**EXTRACTED DATA**
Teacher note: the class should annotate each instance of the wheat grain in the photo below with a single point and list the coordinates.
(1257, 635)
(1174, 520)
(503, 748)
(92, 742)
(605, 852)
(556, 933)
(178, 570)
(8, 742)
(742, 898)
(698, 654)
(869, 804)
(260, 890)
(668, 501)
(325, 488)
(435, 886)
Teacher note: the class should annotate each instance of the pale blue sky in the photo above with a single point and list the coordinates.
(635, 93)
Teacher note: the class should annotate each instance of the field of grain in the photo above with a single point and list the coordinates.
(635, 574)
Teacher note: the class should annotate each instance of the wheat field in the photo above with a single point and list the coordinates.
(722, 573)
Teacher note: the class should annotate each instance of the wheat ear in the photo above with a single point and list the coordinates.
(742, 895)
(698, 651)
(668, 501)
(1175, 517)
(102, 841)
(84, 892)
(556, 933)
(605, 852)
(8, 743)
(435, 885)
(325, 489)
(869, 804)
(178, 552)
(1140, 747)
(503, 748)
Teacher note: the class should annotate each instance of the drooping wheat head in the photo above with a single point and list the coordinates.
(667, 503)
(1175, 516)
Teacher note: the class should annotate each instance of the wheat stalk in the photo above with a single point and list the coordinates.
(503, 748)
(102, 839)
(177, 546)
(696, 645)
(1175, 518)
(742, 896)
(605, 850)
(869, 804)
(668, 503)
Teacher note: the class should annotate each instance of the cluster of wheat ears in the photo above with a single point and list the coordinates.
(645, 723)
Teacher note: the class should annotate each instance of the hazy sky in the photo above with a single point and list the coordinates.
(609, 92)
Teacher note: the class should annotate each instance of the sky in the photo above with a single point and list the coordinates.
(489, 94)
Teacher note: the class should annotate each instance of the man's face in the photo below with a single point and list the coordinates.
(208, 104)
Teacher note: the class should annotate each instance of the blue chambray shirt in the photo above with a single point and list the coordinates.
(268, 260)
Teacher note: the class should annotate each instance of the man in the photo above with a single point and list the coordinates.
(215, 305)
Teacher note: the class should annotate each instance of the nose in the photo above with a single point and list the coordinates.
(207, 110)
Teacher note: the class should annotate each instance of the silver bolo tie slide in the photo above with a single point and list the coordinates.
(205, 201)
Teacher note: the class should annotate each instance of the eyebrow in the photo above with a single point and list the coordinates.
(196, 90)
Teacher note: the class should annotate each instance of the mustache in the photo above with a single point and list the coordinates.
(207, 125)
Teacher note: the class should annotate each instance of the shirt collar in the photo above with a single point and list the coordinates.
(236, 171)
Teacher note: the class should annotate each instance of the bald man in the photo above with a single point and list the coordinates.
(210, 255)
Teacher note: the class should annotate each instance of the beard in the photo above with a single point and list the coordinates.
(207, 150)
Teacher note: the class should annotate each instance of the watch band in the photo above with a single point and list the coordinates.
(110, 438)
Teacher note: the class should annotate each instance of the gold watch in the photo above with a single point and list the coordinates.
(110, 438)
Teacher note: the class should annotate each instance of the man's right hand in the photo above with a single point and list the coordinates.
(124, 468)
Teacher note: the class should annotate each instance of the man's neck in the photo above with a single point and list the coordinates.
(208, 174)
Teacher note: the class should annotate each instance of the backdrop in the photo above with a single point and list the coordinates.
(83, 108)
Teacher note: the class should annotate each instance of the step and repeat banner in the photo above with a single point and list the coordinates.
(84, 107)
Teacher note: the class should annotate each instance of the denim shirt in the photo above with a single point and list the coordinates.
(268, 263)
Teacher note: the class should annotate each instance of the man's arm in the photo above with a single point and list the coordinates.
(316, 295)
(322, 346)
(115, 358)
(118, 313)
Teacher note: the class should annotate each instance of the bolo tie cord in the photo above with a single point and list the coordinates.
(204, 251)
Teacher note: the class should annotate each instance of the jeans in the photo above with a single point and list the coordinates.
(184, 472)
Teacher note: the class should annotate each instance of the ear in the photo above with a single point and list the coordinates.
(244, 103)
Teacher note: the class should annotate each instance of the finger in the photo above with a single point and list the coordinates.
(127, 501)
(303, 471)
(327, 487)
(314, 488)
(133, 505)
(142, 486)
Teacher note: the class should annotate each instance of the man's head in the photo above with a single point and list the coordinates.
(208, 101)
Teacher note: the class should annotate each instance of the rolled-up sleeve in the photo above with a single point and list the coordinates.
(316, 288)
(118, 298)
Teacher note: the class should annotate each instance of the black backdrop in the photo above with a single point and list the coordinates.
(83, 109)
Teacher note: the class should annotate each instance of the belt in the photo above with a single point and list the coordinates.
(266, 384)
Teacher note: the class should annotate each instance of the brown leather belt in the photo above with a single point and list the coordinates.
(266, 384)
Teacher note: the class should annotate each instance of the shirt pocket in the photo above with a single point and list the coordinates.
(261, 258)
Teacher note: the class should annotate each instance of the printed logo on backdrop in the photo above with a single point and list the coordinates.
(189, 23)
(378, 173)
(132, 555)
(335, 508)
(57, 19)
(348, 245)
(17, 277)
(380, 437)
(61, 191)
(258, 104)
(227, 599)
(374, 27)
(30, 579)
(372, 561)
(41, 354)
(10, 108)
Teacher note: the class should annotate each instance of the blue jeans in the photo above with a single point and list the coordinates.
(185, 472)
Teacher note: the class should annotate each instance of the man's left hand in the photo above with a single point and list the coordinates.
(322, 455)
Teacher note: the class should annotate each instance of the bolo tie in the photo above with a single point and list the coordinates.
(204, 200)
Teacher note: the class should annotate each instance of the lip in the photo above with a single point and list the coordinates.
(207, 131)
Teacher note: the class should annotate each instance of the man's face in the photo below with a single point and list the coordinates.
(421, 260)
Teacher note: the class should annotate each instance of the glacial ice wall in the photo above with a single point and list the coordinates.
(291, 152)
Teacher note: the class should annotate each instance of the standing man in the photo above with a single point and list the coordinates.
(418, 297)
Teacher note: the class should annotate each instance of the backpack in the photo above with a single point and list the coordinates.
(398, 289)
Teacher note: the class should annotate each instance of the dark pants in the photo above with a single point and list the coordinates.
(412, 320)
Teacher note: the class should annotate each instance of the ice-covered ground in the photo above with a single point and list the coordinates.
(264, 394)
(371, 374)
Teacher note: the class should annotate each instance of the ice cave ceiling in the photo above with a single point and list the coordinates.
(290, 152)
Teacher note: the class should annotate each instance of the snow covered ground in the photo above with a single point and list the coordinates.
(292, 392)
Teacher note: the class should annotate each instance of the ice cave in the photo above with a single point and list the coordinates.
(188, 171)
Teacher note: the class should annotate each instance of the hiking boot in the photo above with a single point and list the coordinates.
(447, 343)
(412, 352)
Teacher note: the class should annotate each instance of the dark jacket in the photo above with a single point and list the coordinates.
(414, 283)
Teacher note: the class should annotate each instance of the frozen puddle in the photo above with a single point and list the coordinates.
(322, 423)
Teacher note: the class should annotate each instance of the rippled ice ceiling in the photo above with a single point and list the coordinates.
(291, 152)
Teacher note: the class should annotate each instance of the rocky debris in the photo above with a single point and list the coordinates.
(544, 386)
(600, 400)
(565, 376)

**TASK BRIEF**
Transcribe all of the lines in the records precisely.

**YOUR SOLUTION**
Teacher note: the class should annotate each instance of the wheat grain in the photo below with a single point and list the coordinates.
(1257, 635)
(1174, 520)
(503, 748)
(92, 742)
(605, 852)
(556, 933)
(178, 570)
(8, 742)
(742, 898)
(698, 654)
(869, 804)
(260, 890)
(668, 501)
(325, 488)
(435, 886)
Teacher note: the class should annotate each instance of the pale blue sky in the photo above with a single point and list the coordinates.
(635, 93)
Teacher note: the class should annotate each instance of the field of grain in the photo above with a single point and list the coordinates.
(635, 574)
Teacher note: the class should annotate each instance of the wheat field in the photo above with a single point and list the coordinates.
(722, 573)
Teacher note: the class should annotate each instance of the wheat ear in the photo above with a single point and list the coordinates.
(742, 895)
(698, 651)
(668, 501)
(1175, 517)
(102, 841)
(84, 892)
(556, 933)
(605, 852)
(8, 743)
(435, 885)
(325, 489)
(869, 804)
(178, 552)
(1140, 747)
(503, 748)
Teacher note: the class should annotate each instance of the drooping wheat head in the photo above with a single point and list the coordinates.
(667, 503)
(1175, 516)
Teacher note: the class should annotate each instance of the wheat stalk in the photo above with a single point and list the coordinates.
(503, 748)
(102, 839)
(177, 546)
(696, 645)
(1175, 518)
(742, 896)
(605, 850)
(869, 804)
(668, 503)
Teacher note: the class should annotate each instance of the cluster of wheat ears in the photo above with a single point and list the coordinates.
(645, 723)
Teacher note: the class should annotate each instance of the hazy sky in the photo above with a single point and list the coordinates.
(609, 92)
Teacher note: the class should annotate each instance of the sky in the photo above with a single point and list the coordinates.
(489, 94)
Teacher note: the class should annotate each instance of the man's face in the photo below with a single point and list the coordinates.
(208, 104)
Teacher note: the class should annotate each instance of the blue chambray shirt in the photo above with a single point and list the coordinates.
(268, 260)
Teacher note: the class should annotate each instance of the man in the photo above with a single point and list the coordinates.
(215, 305)
Teacher note: the class should annotate each instance of the nose in the photo above with a single point and list the coordinates.
(207, 110)
Teacher note: the class should annotate each instance of the silver bolo tie slide in the photo above with a single point and list the coordinates.
(205, 201)
Teacher note: the class should annotate each instance of the eyebrow in the photo above with a single point and list the coordinates.
(196, 90)
Teacher note: the class should annotate each instance of the mustache in the photo above with a single point and list the coordinates.
(207, 125)
Teacher note: the class should annotate each instance of the shirt collar in the photo above with a single point and list the coordinates.
(236, 171)
Teacher note: the class should annotate each instance of the bald man in the photo above with a single point and list the coordinates.
(210, 255)
Teacher note: the class should annotate each instance of the beard in the photo above with a single point and list the coordinates.
(207, 150)
Teacher note: the class should annotate each instance of the watch band in the photo above with a single point and list the coordinates.
(110, 438)
Teacher note: the class should annotate each instance of the gold watch in the photo above with a single point and list the coordinates.
(110, 438)
Teacher note: the class should annotate each instance of the man's right hand in the photo above with a single point and list the coordinates.
(124, 468)
Teacher note: the class should annotate each instance of the man's neck in the photo above with a single point and list the coordinates.
(208, 174)
Teacher note: the class should annotate each instance of the backdrop in the photo above with a single point and list the coordinates.
(83, 108)
Teacher note: the class should annotate each instance of the step and repeat banner in the photo above with a single point and list the coordinates.
(84, 107)
Teacher note: the class should annotate each instance of the denim shirt in the photo above with a single point and list the coordinates.
(268, 263)
Teacher note: the class should annotate each instance of the man's arm in the photo above with a single point and list the coordinates.
(316, 295)
(322, 346)
(115, 358)
(118, 313)
Teacher note: the class should annotate each instance of the bolo tie cord in the photo above with a single point and list the coordinates.
(204, 251)
Teacher note: the class should annotate each instance of the jeans in the photo above with a single point and list the coordinates.
(184, 472)
Teacher note: the class should annotate each instance of the ear in the photo above with a single point and list the coordinates.
(244, 103)
Teacher note: the class should annotate each instance of the finger in the photo above with a single point and list the coordinates.
(127, 501)
(303, 471)
(327, 487)
(314, 488)
(133, 505)
(142, 486)
Teacher note: the class should annotate each instance of the man's head in the photo above with a single point and list the coordinates.
(208, 101)
Teacher note: the class should annotate each instance of the rolled-up sleeve in the photo above with a single point and list the coordinates.
(316, 288)
(118, 298)
Teacher note: the class should annotate each instance of the black backdrop in the photo above with a single point and list the coordinates.
(83, 109)
Teacher note: the class should annotate each instance of the belt in the photo above with a single point and list the coordinates.
(266, 384)
Teacher note: the class should annotate each instance of the brown leather belt in the photo above with a single point and list the coordinates.
(266, 384)
Teacher note: the class should annotate each instance of the shirt pocket in the photo above with a single point and list the coordinates.
(261, 258)
Teacher note: the class should annotate each instance of the printed logo on backdrop in the photo above with a single point and list the coordinates.
(189, 23)
(378, 173)
(132, 555)
(335, 508)
(57, 19)
(348, 245)
(17, 277)
(380, 437)
(61, 191)
(258, 104)
(227, 599)
(374, 27)
(30, 579)
(372, 561)
(41, 354)
(10, 108)
Teacher note: the class should annotate each instance of the blue jeans in the photo above with a single point and list the coordinates.
(185, 472)
Teacher note: the class should annotate each instance of the man's left hand in the photo above with a single point and list the coordinates.
(322, 455)
Teacher note: the class should annotate each instance of the bolo tie in the photo above with a single point and list the coordinates.
(204, 200)
Teacher note: the class should annotate each instance of the lip in the photo above with a single point and list the coordinates.
(207, 131)
Teacher note: the class should annotate each instance of the man's face in the photo below with a single point and list the coordinates.
(421, 260)
Teacher note: the class should annotate each instance of the glacial ice wall in the photo above with a single point and list the coordinates.
(291, 152)
Teacher note: the class should annotate each instance of the standing man in the photo above with a single point and list the coordinates.
(418, 297)
Teacher note: the class should annotate each instance of the backpack in the photo above with a single point and list the coordinates.
(398, 289)
Teacher note: the class should annotate each instance of the dark pants in the photo above with a single point and list the coordinates.
(412, 320)
Teacher note: the class should annotate each instance of the ice-covered ground in the photo above with a single point and list the coordinates.
(264, 394)
(371, 374)
Teacher note: the class should annotate each instance of the ice cave ceiling in the photo above with a single point and list the coordinates.
(290, 152)
Teacher note: the class should annotate each instance of the snow covered ground in the photo above with a single point and list the coordinates.
(292, 392)
Teacher note: the class should annotate each instance of the ice cave in the photo above with a single point and list the coordinates.
(188, 171)
Teacher note: the class should annotate each instance of the hiking boot in the photo above with a single point and list the coordinates.
(447, 343)
(412, 352)
Teacher note: the class should annotate each instance of the dark jacket in the photo above with a single point and list the coordinates.
(414, 283)
Teacher note: the class should annotate each instance of the frozen puddle in the photo above with a single point and list the coordinates.
(322, 423)
Teacher note: the class should annotate each instance of the rippled ice ceiling in the photo above with a single point and list the coordinates.
(291, 152)
Teacher note: the class should annotate each instance of the rocky debris in the photo above with a single point and list the coordinates.
(544, 386)
(600, 400)
(565, 376)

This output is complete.